§ **Requirement**
Rewrite the lines below as a numbered list, skipping any blank lines and leaving the pictures out.

————————

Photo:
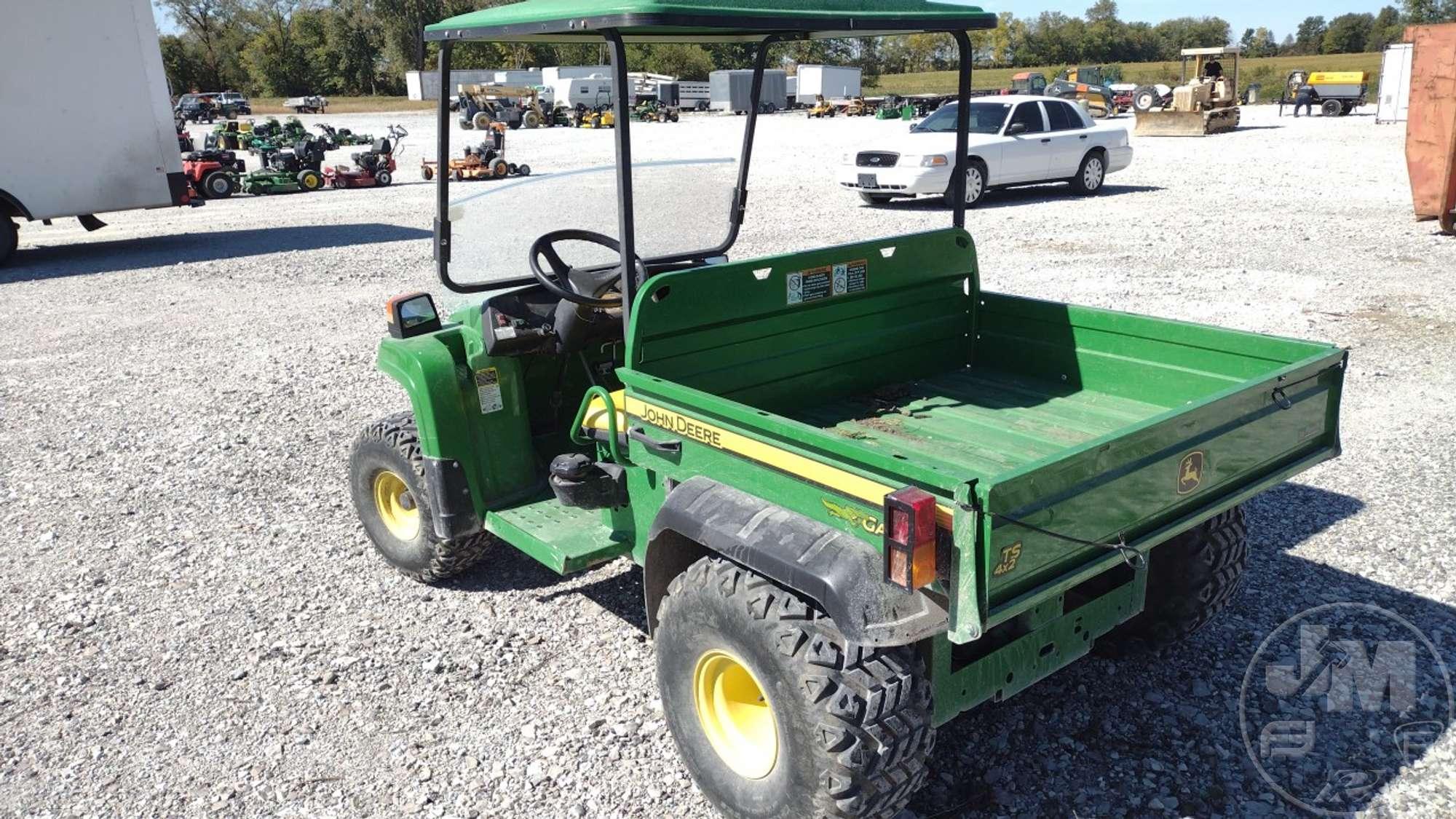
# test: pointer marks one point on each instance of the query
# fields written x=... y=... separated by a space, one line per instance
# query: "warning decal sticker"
x=488 y=385
x=826 y=282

————————

§ **Finished exercise**
1. Photo:
2. # test: pointer marks one point on each instance of the query
3. # fields written x=... y=... separated by a space, one line per instance
4. # query: "warning decal sticker"
5. x=488 y=385
6. x=826 y=282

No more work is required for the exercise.